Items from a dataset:

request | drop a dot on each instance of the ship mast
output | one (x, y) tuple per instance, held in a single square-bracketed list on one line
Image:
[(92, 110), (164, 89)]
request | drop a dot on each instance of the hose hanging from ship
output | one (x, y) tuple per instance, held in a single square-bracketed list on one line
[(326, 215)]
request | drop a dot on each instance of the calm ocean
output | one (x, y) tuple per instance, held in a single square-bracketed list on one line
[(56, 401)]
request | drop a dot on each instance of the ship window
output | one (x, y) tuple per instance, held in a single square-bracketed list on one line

BRIEF:
If a line in the records above has the word "ship", copy it.

YOUR SOLUTION:
request | drop a dot on each instance of the ship mast
request | drop a dot on each instance of the hose hanging from ship
request | drop a dot on each instance of the ship window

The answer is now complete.